--- TEXTO PROPORCIONADO ---
Pienso si debo dárselo; su insistencia es agresiva y desesperada a la vez. Le pregunto si en casa no está su padre, o algún hermano, o si no tiene algún amigo que pueda acompañarla. Ella vacila ante mí, no me responde e inmediatamente se aleja. Hubiera querido serenarla, pero se va, mientras asaltan mi mente muchas preguntas. La veo de lejos que se acerca a otro y le dice lo mismo.

Me hubiese gustado ayudarla, no sólo con los quince euros que pedía, sino con algo que vale más que el dinero. Pero ella no quería otra cosa, quizás lo necesitaba para procurarse droga o alcohol.

¿Qué nos están pidiendo los jóvenes?


Recientemente leí que el consumo de droga y alcohol en los adolescentes ha aumentado de manera alarmante. Cada vez son más los jóvenes y los preadolescentes que caen enganchados. Aquella joven, enajenada y fuera de sí, necesitaba más un apoyo médico y psicológico que el dinero que pudiera obtener para seguir alargando su agonía. Evidentemente, en ese momento ella no estaba para recibir ninguna lección moral, pero me dejó pensando en esta pandemia que está golpeando a tantos jóvenes que van por la vida sin rumbo. ¿Qué pasa en su hogar? ¿Cómo se encuentra su familia? ¿Qué clase de amigos o amigas tiene? ¿Sufre algún conflicto emocional en sus relaciones? ¿Qué le había ocurrido esa noche, para terminar sola en la calle, pidiendo quince euros? ¿Tal vez la pasó en una discoteca? ¿Rompió con alguien? ¿Simplemente tenía el síndrome de abstinencia y necesitaba una dosis de droga, esos gramos de veneno blanco que va destrozando su cerebro?

Al regresar a casa sentí una profunda pena, y me iba preguntando por el futuro de esta muchacha. ¿Qué será de ella? ¿Por qué esta joven con cara de niña está pidiendo una cosa equivocada? ¿Por qué no se le da lo que realmente necesita? Llegar hasta ese punto revela que, a esa edad, los adolescentes son muy vulnerables e inseguros. Necesitan, no sólo que los padres asuman su responsabilidad de padres, educándolos en un entorno de afecto, donde los hijos vean que no siempre es bueno que los padres les den todo lo que piden, sino que hay otros aspectos que valorar, y que deben madurar como personas. Es una tarea ardua y compleja; los padres se topan tanto con el impacto externo como con la propia personalidad del adolescente. Están no sólo ante una personita que tiene necesidades, sino ante un misterio infranqueable. Toda decisión, actitud y valores que adopten va a marcar el futuro de sus hijos.
--- DATOS PROPORCIONADOS ---
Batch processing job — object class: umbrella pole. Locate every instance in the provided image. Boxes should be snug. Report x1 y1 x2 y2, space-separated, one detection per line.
---
### TAREA
Escribe cómo sigue el texto sobre la joven que pedía quince euros, a partir de su última oración. Los datos son un material aparte del texto sobre la joven que pedía quince euros.

### RESPUESTA
Saber responder


Los adultos tenemos una enorme responsabilidad y no podemos fallar a nuestros jóvenes. Educar es una tarea que requiere discernimiento, serenidad, madurez, paz interior y capacidad de empatizar. Es un reto urgente saber priorizar lo importante. Hay una marea de gente joven que quizás busca y no encuentra, porque estamos tan metidos en nuestros asuntos que no oímos la alarma de ese grito que nos señala una situación de emergencia. Mientras nos levantamos bostezando, muchos jóvenes van cayendo en el abismo, como esta niña de hoy. Gritan en medio del vacío, gritan hasta dejarse la voz: ¡Dame algo! Pero nosotros hacemos el remolón en la cama, porque ese grito llega hasta lo más profundo de nuestras entrañas y preferimos meter la cabeza bajo la almohada. No queremos escuchar ese lamento que exige de nosotros una respuesta tan contundente como eficaz.

Esa joven puede ser tu hija, puede ser tu nieta, tu hermana, tu amiga. Prefiere el ruido a la soledad, lo artificial a lo natural, lo enfermizo a lo sano. Quiere anestesiarse y no vivir; quiere huir antes que enfrentarse a la realidad. Tal vez se prostituye sin llegar a conocer lo que es el amor, la amistad, el calor de una familia. Prefiere el alcohol al aire fresco, el anonimato en medio del gentío que encontrarse consigo misma; perderse en vaguedades en vez de empoderarse; aturdirse con la música antes que escuchar una melodía deliciosa.

Hay algo que estamos haciendo muy mal, y es responsabilidad de los adultos que frenemos esa plaga de desesperanza en tantos jóvenes. Ojalá un día podamos dar a nuestros jóvenes aquello que necesitan. Ojalá sepamos leer sus necesidades escondidas en lo más profundo de su alma. Para esto, no hemos de ver al joven como una explosión de necesidades psicológicas y fisiológicas, sino como un ser que está creciendo y tiene auténtica hambre de trascendencia.

domingo, 22 de septiembre de 2019

Educar en el silencio


El ruido se ha convertido en un compañero inseparable de nuestra vida. Lo encontramos natural, lo vivimos como algo cotidiano y nos acostumbramos a él, incluso cuando alcanza niveles excesivos.

Hago una distinción entre sonido y ruido. Hay sonidos naturales que forman parte de nuestro día a día y no podemos evitar: el agua de la ducha, el vapor de la olla y el crepitar del fuego cuando cocinamos, el entrechocar de los platos cuando los lavamos o nuestros mismos pasos al caminar; el sonido de nuestras voces cuando hablamos y los propios de cualquier actividad. Para que el sonido pase a ser ruido tiene que haber un exceso y una cierta violencia: griterío, portazos, tráfico, música estridente, elevación excesiva de decibelios en potentes altavoces… Aquí es cuando estamos traspasando la barrera de lo que podría considerarse normal.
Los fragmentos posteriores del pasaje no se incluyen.